• **Text segment**:
•••••

Motion Date: 01/18/13
DEBRA A. JAMES Justice
PRESENT: DEBRA A. JAMES Justice
The following papers, numbered 1 to 5 were read on this motion for summary judgment.
Notice of Motion/Order to Show Cause -Affidavits -Exhibits
No(s) 1, 2
Answering Affidavits - Exhibits
Replying Affidavits – Exhibits
Sur Replying Affidavits
This subrogation action arises from flooding, which damaged plaintiff Scholastic(Scholastic)
Inc.'s building (Building), located at 557 Broadway in Manhattan, on June 1,
2006. The flooding resulted when a Victaulic coupling (coupling), securing a section of four-inch diameter piping to a 90-degree elbow in the ceiling of the first floor of the Building, became loosened and the piping separated. Defendant Pace Plumbing Corp. (Pace) had installed the coupling.
Pace now moves, pursuant to CPLR 3212 (a), for summary judgment dismissing the complaint. Pace argues that: (1) the action is time-barred; (2) there is no evidence of negligence on its part; and (3) the complaint must be dismissed, because plaintiff is responsible for spoliation of evidence, inasmuch as Scholastic failed to preserve the coupling.
The statute of limitations is an affirmative defense that is waived if it is raised neither in the defendant's answer, nor in its pre-answer motion to dismiss. CPLR 3211 (e); Horst v Brown. 72 A.D.3d 434 (1st Dept 2010). Pace contends that Scholastic's complaint is governed by the six-year statute of limitations governing breach of contract claims (CPLR 213 ), and that therefore the action is untimely, because it was commenced more than six years after the Building was completed. Pace asserts that it did raise this defense in its answer. Scholastic argues that the three-year limitations period set forth for claims sounding in negligence (CPLR 214 ) controls; that the action is timely, because it was commenced less than three years after the Building was damaged by the flooding; and that Pace failed to give proper notice of its statute of limitations defense.

•••••

• **Items**:
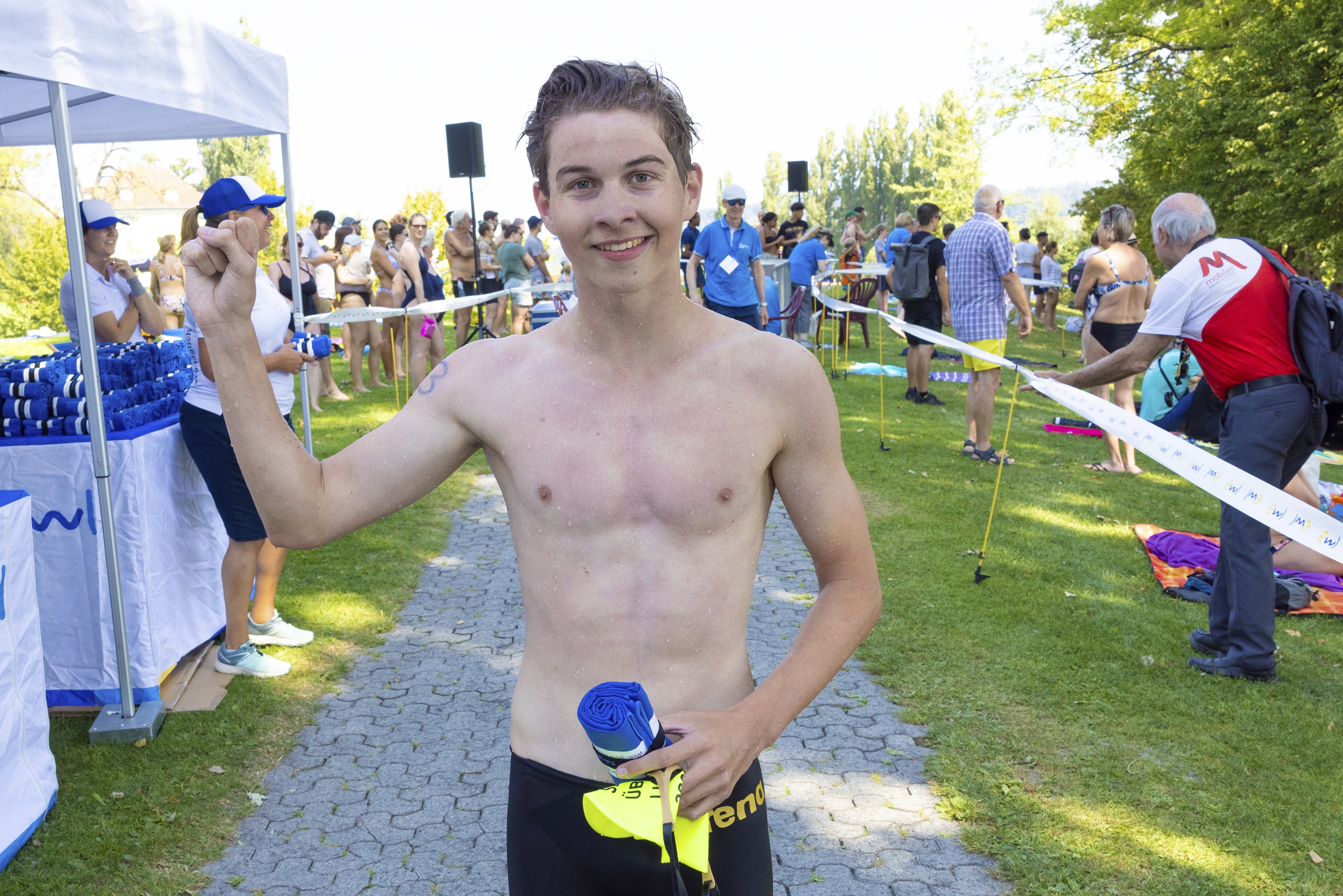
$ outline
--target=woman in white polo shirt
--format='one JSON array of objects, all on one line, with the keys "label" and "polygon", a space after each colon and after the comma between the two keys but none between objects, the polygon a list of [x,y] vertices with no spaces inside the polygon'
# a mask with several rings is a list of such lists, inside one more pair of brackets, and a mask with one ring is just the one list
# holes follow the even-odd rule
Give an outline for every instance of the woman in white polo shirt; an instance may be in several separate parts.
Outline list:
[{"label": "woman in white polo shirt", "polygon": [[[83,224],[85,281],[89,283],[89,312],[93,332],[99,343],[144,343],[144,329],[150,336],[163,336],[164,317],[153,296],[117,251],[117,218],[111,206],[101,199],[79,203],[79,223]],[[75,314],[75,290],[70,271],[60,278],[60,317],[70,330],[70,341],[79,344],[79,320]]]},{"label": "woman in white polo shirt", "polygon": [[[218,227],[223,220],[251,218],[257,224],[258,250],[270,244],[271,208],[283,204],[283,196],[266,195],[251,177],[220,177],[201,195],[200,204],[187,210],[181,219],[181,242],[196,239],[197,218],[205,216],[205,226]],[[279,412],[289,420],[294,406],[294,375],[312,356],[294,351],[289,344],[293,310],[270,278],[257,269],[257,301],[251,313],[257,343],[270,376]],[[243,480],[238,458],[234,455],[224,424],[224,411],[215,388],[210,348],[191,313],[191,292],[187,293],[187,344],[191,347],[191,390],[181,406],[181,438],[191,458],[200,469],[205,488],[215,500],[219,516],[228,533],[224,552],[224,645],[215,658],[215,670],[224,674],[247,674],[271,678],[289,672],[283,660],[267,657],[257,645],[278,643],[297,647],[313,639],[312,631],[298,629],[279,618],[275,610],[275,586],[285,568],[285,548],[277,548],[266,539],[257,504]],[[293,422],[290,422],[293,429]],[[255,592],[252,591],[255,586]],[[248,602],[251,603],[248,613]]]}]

•••••

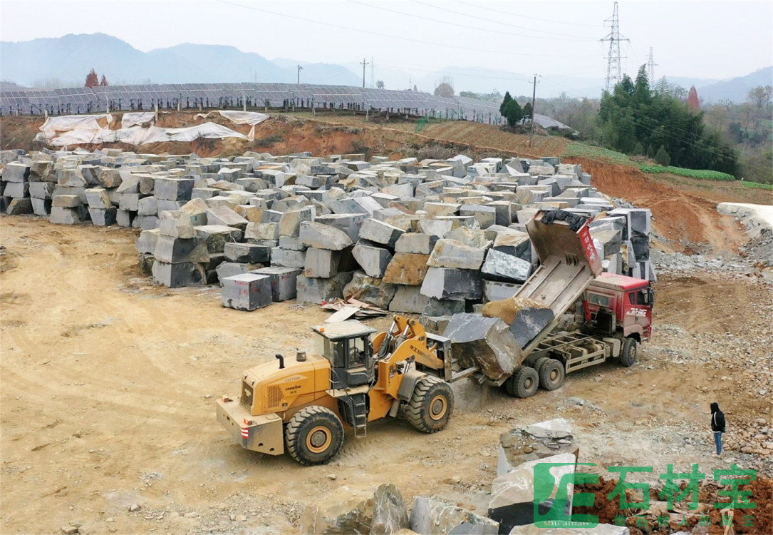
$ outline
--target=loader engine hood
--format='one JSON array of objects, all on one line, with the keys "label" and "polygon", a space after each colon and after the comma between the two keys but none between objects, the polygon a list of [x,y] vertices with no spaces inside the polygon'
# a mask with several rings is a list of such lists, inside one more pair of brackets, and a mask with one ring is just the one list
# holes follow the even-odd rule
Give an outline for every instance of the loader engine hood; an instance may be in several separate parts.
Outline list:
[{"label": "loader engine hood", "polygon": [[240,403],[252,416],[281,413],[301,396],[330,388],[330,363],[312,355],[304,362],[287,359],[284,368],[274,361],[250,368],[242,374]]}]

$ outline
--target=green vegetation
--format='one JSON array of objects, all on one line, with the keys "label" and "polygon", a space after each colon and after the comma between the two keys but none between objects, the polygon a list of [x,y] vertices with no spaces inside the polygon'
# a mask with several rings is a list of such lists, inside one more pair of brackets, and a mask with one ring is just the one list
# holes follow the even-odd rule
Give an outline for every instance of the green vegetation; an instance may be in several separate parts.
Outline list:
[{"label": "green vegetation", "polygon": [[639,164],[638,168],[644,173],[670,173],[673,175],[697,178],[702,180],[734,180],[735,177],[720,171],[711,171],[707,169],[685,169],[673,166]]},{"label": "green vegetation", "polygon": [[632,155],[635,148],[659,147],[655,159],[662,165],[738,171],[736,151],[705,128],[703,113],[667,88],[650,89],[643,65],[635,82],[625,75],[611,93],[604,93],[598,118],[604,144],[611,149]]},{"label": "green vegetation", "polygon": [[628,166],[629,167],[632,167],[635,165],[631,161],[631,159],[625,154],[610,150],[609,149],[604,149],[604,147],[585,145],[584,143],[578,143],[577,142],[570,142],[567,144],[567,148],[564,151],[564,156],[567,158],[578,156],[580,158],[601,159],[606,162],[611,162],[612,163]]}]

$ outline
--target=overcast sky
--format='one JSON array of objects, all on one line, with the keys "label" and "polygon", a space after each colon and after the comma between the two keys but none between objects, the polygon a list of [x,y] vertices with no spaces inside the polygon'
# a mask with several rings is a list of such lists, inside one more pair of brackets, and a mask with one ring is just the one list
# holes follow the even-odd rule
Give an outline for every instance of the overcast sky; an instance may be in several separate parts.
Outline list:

•••••

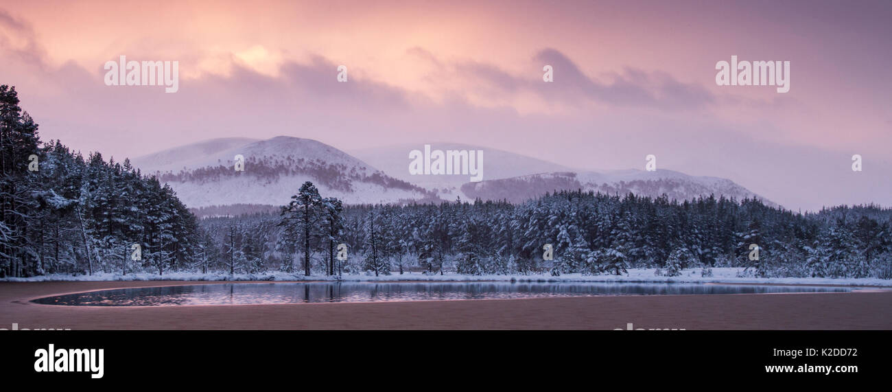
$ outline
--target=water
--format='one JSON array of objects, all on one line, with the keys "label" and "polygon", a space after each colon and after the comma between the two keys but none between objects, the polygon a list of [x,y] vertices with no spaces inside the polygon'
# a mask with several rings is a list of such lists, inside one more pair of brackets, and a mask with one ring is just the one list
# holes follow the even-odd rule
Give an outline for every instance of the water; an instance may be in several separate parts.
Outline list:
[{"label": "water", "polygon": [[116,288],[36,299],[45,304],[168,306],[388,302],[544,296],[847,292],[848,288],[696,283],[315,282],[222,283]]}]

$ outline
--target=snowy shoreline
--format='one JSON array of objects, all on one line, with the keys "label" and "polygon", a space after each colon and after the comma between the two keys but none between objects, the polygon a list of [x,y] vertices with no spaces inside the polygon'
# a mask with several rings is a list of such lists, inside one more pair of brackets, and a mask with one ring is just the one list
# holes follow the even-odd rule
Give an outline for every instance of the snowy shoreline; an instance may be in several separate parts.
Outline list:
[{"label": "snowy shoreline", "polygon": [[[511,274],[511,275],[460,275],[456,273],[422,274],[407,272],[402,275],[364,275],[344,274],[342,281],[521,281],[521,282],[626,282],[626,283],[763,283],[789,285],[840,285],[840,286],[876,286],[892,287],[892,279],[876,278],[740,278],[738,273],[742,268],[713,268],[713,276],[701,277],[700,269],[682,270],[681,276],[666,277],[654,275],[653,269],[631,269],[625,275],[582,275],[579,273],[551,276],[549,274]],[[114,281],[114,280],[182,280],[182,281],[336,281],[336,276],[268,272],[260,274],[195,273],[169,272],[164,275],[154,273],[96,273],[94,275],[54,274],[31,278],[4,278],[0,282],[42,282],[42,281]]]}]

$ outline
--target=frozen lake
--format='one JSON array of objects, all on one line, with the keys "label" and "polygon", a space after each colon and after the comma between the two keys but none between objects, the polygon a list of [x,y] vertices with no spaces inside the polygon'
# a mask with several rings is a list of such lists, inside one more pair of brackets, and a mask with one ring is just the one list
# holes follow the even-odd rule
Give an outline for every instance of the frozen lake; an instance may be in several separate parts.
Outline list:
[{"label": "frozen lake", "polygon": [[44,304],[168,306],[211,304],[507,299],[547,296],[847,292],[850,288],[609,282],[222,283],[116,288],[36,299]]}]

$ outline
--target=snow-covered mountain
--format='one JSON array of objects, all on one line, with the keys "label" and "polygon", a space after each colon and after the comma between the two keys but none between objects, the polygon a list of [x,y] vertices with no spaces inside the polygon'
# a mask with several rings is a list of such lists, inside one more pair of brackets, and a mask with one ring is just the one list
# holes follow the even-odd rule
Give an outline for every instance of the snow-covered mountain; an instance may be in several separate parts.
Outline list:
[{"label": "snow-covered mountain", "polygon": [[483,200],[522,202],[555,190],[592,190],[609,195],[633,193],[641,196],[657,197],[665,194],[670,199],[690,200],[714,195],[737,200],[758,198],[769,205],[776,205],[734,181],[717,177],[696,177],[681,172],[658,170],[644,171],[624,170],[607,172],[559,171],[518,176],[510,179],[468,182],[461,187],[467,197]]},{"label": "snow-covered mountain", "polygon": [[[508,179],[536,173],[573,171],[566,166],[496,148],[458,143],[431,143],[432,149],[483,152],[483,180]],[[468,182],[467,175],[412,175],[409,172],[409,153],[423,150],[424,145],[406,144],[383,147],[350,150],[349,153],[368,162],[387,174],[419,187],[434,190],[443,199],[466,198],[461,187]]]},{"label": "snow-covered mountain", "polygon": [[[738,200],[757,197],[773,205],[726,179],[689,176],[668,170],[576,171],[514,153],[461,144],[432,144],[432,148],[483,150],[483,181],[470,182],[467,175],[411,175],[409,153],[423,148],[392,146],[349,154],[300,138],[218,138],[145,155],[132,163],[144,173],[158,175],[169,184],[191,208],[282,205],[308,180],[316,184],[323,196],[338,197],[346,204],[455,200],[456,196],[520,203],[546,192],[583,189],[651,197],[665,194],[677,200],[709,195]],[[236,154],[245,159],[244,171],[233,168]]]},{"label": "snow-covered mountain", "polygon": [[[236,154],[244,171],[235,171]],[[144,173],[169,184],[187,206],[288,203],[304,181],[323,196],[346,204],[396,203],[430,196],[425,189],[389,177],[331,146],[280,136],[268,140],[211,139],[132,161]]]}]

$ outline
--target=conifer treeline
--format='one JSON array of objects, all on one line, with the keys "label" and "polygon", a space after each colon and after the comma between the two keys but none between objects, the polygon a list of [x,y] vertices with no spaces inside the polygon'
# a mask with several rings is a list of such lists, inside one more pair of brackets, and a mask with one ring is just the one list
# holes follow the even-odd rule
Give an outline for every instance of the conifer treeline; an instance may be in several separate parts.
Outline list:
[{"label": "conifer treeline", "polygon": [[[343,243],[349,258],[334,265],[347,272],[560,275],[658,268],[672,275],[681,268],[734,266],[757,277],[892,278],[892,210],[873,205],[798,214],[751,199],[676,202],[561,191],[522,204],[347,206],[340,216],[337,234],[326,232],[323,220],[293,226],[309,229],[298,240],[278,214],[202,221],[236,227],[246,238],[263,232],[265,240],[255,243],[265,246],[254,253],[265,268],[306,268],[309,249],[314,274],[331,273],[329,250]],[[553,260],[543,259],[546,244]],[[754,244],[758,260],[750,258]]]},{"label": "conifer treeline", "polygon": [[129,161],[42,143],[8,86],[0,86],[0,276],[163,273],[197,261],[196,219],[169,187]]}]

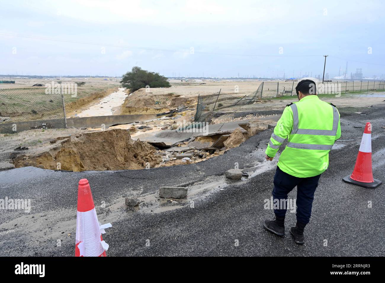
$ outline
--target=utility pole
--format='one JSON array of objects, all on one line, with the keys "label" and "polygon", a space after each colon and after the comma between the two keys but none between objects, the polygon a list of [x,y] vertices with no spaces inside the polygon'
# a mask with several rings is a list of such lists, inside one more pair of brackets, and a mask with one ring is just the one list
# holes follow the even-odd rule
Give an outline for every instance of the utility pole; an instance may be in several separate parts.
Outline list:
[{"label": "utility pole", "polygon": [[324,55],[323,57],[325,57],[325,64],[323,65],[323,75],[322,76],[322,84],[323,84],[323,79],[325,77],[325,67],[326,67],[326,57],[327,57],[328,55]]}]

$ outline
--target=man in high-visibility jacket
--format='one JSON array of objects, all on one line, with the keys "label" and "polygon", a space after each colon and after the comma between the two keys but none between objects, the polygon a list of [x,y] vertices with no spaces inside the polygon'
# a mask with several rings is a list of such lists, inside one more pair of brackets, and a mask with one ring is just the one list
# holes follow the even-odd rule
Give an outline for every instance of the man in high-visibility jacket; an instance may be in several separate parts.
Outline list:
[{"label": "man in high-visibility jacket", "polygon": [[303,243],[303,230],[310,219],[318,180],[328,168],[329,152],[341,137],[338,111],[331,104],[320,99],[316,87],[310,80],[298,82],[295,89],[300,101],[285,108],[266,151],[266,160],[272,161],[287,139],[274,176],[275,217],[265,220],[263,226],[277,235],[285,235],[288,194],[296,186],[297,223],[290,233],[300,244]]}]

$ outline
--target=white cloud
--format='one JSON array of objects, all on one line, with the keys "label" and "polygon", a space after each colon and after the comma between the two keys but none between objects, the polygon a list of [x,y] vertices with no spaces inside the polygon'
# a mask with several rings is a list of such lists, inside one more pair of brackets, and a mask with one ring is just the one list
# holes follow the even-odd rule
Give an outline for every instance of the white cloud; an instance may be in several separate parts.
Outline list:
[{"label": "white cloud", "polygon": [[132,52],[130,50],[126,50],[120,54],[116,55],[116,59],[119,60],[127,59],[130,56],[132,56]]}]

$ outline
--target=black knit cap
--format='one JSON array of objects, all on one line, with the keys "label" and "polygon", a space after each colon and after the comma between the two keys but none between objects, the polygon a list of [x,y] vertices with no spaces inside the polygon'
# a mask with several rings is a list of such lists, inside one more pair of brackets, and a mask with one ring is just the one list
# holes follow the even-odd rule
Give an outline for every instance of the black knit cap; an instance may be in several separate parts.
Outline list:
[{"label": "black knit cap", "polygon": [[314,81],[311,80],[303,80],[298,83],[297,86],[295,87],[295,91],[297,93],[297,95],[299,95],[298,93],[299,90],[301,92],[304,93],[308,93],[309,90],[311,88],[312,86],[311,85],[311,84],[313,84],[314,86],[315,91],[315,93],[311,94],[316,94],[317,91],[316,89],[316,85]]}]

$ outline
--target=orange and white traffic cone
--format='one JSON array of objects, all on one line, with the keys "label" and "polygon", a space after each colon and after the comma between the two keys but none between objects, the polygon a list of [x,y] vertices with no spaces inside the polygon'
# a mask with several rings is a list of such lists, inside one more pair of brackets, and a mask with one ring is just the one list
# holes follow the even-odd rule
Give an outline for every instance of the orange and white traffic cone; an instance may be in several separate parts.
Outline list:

•••••

• **Aim**: Which CPLR provisions does the court decision above cite?

• **Final result**: CPLR 3212 (a), CPLR 3211 (e), CPLR 213, CPLR 214